> Exercise aim: Pick out every line in the items below that contains the word "trunk", and copy each of those lines.

> Materials provided:

========================================

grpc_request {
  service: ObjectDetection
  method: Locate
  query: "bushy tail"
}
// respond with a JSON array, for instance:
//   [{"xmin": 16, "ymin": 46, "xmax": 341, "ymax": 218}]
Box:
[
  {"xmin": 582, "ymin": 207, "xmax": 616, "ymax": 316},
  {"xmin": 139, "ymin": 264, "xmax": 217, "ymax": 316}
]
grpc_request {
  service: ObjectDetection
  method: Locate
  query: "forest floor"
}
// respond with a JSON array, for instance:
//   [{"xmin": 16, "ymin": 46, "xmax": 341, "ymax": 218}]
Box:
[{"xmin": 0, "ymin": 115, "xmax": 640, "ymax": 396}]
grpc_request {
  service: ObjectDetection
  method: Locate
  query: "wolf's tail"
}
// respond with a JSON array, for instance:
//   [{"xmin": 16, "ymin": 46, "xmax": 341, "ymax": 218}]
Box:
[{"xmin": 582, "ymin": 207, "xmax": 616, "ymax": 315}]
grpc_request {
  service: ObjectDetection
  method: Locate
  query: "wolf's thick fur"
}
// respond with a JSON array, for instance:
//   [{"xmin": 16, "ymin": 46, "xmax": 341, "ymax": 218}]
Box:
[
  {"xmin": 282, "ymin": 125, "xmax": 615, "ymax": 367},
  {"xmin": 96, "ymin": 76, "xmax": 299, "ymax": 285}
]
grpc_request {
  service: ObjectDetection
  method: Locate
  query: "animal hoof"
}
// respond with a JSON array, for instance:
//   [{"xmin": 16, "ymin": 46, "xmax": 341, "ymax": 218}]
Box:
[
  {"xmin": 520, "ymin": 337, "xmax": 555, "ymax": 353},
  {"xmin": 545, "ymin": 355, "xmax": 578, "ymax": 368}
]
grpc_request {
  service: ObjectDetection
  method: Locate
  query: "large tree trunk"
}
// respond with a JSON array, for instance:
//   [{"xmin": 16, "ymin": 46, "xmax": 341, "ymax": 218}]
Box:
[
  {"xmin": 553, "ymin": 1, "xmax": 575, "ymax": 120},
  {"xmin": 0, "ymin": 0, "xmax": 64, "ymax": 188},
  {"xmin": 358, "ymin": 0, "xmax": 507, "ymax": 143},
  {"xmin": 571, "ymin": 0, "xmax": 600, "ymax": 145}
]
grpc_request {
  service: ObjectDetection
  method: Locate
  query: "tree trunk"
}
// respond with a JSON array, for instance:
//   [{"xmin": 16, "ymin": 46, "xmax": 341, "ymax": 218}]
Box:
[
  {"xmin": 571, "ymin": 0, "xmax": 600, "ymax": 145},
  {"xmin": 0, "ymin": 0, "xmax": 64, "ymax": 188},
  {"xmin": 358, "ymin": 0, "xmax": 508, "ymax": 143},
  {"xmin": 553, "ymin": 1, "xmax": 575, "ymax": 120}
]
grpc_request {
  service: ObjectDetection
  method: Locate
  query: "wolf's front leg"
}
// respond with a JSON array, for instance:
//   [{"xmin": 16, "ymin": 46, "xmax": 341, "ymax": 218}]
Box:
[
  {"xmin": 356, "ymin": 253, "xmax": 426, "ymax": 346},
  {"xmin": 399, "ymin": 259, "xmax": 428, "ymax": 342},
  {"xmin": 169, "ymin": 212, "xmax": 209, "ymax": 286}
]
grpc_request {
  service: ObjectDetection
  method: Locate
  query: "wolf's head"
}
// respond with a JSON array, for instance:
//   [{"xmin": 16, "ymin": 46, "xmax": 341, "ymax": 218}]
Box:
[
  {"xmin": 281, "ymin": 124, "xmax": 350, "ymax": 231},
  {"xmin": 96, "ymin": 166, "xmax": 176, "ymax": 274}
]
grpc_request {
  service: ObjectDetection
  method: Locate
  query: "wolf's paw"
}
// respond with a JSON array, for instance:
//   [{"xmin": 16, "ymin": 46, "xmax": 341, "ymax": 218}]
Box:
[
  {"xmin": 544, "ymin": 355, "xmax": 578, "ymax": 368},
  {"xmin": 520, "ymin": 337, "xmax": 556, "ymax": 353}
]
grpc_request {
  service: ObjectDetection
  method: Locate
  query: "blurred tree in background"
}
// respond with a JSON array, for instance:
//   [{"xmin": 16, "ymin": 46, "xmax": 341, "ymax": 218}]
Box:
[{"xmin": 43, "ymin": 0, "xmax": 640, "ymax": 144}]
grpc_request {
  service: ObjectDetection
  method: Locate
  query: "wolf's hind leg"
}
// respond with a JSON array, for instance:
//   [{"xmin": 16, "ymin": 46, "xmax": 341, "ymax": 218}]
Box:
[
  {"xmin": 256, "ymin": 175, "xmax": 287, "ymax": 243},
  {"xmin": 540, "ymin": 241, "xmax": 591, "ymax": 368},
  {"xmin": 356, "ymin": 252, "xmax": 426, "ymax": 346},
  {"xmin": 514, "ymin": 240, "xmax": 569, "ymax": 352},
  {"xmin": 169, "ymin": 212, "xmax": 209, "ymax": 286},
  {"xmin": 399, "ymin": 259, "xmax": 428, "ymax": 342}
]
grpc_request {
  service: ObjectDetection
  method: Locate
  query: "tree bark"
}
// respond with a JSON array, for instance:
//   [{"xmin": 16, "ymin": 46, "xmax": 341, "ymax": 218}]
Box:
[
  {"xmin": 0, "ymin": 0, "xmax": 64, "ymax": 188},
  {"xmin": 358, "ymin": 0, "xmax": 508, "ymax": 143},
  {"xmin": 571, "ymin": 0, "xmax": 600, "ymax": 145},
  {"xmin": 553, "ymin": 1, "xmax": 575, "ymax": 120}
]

========================================

> Response to the task:
  query: "large tree trunk"
  query: "tree trunk"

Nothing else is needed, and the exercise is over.